Task to carry out: Can you write out all of the data below word for word, leaving out the pictures?

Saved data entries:
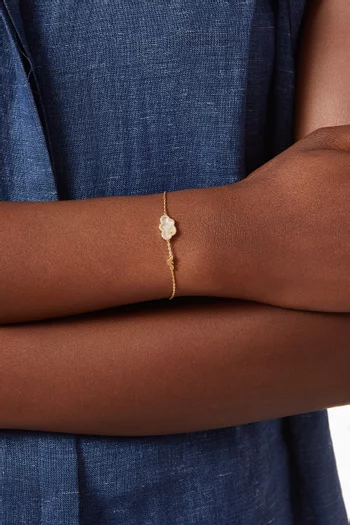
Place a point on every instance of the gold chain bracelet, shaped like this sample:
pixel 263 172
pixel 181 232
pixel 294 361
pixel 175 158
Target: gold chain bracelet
pixel 168 229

Result:
Place a point on every instance of the gold chain bracelet, shaped like this sample:
pixel 263 172
pixel 181 232
pixel 294 361
pixel 175 158
Target: gold chain bracelet
pixel 168 229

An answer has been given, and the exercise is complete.